##### Text segment #####

This Week: Full of Turkey and Gamma? Earnings from Zoom, Best Buy, Baidu, Autodesk and more.


Market View

Last Week – Relatively Quiet, Now What?

SPY fell 0.6% last week, its least volatile weekly move in some time. Not only was the close for the week well inside what options were pricing but the range of trading for the week was much more muted than what has been typical over the past month and a half with about a 1.8% move lower the extreme of the weekly range. Implied volatility was more or less unchanged on the week. The VIX sits around 23.

This Week – Will Traders Get Full of Turkey and Gamma?

SPY options are pricing about a 1.5% move for the upcoming holiday-shortened week, that move is down significantly from what options were pricing over the past few weeks.

File this under a “way too early to know” category, but one thing traders should be aware of is that falling implied volatility can be a self-fulfilling prophecy on realized (actual) market volatility The TLDR version is that it can load the market with gamma that may act as a governor on market moves as there are deltas to be bought lower and deltas to be sold higher.

The deeper dive version is this. Following an extended period of High IV (like we just saw), a lot of options are bought at higher premium levels. In fact, if you had been buying options the past month and half, you were buying historically high IV, but you also happened to be buying options that were underpriced vs how the market was moving day to day and week to week.

Part of that movement in the markets can be attributed to a really loaded news cycle. We had inflation data, FOMC, Earnings, an election, and more. But all those buyers of calls and puts were also affecting actual market volatility as all that short gamma (residing with market makers and institutions that had sold those calls and puts) can supercharge moves in the market (and individual stocks).

##### Data #####

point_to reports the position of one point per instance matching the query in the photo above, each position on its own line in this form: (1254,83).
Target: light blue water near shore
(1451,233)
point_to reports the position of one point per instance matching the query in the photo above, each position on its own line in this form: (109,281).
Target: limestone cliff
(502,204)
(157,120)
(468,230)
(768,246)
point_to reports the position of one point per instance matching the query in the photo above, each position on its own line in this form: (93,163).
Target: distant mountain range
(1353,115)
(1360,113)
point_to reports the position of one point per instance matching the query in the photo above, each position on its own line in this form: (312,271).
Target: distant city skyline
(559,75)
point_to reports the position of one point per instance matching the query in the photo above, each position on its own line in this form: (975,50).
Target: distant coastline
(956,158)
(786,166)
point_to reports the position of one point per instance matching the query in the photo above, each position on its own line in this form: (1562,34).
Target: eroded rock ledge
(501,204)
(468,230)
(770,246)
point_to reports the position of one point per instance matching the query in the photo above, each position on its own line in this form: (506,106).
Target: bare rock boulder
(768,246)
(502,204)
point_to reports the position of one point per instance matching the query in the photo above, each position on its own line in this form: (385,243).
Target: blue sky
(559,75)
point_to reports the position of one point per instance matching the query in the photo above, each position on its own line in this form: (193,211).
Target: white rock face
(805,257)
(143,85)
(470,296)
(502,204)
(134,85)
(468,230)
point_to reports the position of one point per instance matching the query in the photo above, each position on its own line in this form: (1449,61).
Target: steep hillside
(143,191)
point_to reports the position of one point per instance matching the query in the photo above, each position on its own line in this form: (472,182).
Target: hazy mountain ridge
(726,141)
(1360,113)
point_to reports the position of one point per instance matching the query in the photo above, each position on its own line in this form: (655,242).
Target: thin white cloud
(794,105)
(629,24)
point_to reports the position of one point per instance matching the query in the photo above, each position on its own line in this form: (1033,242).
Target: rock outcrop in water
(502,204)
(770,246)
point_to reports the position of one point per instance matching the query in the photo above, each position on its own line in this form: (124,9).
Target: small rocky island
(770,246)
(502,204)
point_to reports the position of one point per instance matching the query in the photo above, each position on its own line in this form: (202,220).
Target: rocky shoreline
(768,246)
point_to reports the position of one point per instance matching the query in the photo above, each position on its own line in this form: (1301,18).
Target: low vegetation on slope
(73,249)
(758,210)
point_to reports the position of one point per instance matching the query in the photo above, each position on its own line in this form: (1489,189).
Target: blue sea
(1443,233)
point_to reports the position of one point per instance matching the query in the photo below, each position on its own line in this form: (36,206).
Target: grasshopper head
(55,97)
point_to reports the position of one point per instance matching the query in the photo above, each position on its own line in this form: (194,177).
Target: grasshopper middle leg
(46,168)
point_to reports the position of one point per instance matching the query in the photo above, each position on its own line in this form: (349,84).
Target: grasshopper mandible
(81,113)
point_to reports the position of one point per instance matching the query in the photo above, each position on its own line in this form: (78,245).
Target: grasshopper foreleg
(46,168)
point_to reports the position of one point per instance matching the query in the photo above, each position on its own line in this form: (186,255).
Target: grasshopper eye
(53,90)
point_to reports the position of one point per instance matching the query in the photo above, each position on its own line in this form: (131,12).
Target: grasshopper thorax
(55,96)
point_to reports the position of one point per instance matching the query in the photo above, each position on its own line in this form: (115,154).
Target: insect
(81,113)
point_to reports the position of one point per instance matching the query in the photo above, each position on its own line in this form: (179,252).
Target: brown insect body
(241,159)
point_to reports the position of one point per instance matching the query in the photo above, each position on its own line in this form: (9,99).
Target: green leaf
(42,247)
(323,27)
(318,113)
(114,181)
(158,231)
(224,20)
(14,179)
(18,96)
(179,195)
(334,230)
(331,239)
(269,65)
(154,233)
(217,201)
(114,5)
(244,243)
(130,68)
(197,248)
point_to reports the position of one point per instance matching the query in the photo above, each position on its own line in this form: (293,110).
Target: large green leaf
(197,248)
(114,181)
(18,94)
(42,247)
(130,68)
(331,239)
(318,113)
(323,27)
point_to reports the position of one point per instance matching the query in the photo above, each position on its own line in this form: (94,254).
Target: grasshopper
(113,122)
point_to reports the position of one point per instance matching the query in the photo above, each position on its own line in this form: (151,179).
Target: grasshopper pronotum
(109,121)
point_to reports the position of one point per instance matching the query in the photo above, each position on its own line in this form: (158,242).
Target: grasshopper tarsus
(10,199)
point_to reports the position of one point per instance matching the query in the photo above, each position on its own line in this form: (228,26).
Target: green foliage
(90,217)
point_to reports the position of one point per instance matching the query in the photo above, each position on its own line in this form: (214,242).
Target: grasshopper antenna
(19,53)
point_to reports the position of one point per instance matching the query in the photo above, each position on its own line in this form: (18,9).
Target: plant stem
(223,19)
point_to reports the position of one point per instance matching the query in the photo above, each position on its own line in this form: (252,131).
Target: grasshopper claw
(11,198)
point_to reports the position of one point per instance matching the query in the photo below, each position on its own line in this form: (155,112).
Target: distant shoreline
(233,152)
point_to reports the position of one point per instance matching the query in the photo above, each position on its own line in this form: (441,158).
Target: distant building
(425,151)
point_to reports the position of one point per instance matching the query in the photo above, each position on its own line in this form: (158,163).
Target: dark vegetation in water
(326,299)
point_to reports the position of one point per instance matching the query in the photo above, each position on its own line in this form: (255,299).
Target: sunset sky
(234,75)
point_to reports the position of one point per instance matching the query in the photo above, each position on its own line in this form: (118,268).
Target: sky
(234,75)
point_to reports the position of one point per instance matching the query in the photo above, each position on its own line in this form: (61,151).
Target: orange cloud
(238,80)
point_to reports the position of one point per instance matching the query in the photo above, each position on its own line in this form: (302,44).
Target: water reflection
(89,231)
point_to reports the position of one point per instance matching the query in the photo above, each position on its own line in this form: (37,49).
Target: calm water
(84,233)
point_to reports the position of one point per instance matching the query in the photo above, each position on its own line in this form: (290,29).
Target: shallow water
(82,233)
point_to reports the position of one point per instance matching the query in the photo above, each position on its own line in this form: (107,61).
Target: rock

#####

→ Tasks
1. According to the market commentary, how much did SPY fall last week?
2. Write out the market commentary starting at "File this under" and ending at "be sold higher.", swapping "governor" for "brake".
Answer from the market commentary alone.

→ Solutions per task
1. SPY fell 0.6% last week.

2.
File this under a “way too early to know” category, but one thing traders should be aware of is that falling implied volatility can be a self-fulfilling prophecy on realized (actual) market volatility The TLDR version is that it can load the market with gamma that may act as a brake on market moves as there are deltas to be bought lower and deltas to be sold higher.